On Fri, Jun 18, 2010 at 5:00 PM, Konstantin Kozlov <yag...@yandex.ru> wrote:
> Peter Saint-Andre пишет:
>>
>> This is my point: it is *impossible* for you to know if I have actually
>> read a message you have sent me (we discussed this in our IM chat the
>> other day). You can know if the message has been delivered to my client
>> (and this helps to determine if there are delivery problems along the
>> XMPP communication path). You can know if the message has been presented
>> in an interface that has focus. You can know if the message has been
>> marked-as-read. But you can't know if I have physically looked over all
>> the words of your message (or heard all the words in an interface for
>> the blind or whatever) and have conceptually absorbed what you have
>> written. Even if my client forces me to click some "OK" button to
>> acknowledge that I have read and understood each message, I'll just
>> click that each time to get rid of the annoying popup. You can't know if
>> I've read the message, so why pretend?
>>

I fully agree with that. The XEP serves a useful purpose as
implemented currently in clients. Any definition of "read" wouldn't be
feasible and complete at the same time.

>
>   Well. According to my experience, based on knowledge of my behavior and
> behavior  of my friends, the fact that my message is not "new" anymore on
> the other side is enough to assume that user on the other side read it.

See XEP-0085: Chat State Notifications. That nicely solves the problem
of determining if the other side is paying attention to the
conversation.

>   As for me, running chat application is for chatting. For reading and
> writing messages. I can't image a guy who just ignores messages from
> contacts in his contact list, just confirming without even reading them. At

If you can't imagine that, then you clearly aren't trying.

> least neither me nor any of my friends behave that way. What is he running
> his IM application for? If he don't want to read message from the specific
> contact, he can just put it into hist ignore list, and he will never receive
> any confirmation message. But, once again, confirming reading of the message
> without reading it actually sounds strange for me.

----

# Set exercise 1
Reproduce the passage of the email exchange on message-read confirmation between "See XEP-0085: Chat" and "clearly aren't trying.", inclusive.
# Set exercise 2
Provide what follows the final sentence of the email exchange on message-read confirmation, continuing it from its last line.

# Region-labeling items
----

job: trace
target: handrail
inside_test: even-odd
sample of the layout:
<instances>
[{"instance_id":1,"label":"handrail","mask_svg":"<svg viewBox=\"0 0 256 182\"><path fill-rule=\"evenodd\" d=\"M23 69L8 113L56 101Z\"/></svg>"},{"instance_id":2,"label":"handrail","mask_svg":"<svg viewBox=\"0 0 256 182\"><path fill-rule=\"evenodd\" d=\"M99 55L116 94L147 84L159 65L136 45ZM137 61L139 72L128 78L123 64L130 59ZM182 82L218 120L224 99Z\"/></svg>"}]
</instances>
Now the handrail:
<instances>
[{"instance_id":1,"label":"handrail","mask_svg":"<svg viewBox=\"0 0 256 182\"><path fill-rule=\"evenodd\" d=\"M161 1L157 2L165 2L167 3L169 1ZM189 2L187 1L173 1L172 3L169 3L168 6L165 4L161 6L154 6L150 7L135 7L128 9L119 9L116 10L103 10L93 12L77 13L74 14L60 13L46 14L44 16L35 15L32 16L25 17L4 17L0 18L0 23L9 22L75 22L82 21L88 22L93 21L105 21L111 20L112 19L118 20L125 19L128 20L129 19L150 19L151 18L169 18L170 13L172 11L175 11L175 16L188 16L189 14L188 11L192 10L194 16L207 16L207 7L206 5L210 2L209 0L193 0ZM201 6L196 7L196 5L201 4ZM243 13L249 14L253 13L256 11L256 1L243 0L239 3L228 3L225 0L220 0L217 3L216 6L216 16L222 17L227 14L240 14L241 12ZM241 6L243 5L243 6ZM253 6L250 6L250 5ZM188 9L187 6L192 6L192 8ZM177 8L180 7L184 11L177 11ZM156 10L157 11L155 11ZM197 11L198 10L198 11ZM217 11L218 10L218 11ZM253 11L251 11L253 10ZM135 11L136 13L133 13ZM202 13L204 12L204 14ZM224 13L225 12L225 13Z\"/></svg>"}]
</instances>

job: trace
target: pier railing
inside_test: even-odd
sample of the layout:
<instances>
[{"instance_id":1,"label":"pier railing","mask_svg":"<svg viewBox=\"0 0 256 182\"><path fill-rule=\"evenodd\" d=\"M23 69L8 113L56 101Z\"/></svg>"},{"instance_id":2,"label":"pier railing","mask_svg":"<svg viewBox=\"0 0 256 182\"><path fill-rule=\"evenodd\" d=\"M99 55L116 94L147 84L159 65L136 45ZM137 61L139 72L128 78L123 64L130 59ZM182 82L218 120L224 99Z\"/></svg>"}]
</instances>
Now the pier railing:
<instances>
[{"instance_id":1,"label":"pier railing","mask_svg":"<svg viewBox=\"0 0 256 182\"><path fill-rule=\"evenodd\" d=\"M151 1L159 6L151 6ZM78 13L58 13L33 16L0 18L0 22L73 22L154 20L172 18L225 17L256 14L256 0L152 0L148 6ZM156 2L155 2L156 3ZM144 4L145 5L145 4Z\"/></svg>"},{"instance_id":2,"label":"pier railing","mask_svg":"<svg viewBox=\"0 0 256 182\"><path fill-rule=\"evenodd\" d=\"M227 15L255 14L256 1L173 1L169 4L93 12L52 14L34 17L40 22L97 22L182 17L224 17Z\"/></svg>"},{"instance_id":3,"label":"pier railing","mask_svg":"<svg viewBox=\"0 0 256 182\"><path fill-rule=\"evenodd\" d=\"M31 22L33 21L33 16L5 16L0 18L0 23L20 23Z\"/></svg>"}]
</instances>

----

# Output 1
See XEP-0085: Chat State Notifications. That nicely solves the problem
of determining if the other side is paying attention to the
conversation.

>   As for me, running chat application is for chatting. For reading and
> writing messages. I can't image a guy who just ignores messages from
> contacts in his contact list, just confirming without even reading them. At

If you can't imagine that, then you clearly aren't trying.

# Output 2
Not all conversations are equal. Much of it is background chatter, or
messages which don't actually require a response. It's quite
convenient following such conversations in a background window, or
through popups (toasts). I absolutely wouldn't want to have to
manually indicate my having read every message I receive.

>   If there are some people, who doing so, that's the problem of those
> people. Why other people should suffer because of them? Let's give to other
> people such ability, 'cause in the most cases it will be really useful.
>

XEP-0184: Message Receipts solves a very specific problem for me: It
lets me know my message got through, and wasn't swallowed by a network
issue or server crash. All clients implementing the XEP do let me be
sure of this. Changing this existing behavior would awkward, error
prone, and of limited utility: i.e., very unwelcome.

A lot of people are on wireless networks, or have otherwise turbulent
connections, or have servers which crash. This isn't a rare problem at
all. Your useful ability can be achieved through other means
(XEP-0085: Chat State Notifications). Don't force the rest of us to
suffer please.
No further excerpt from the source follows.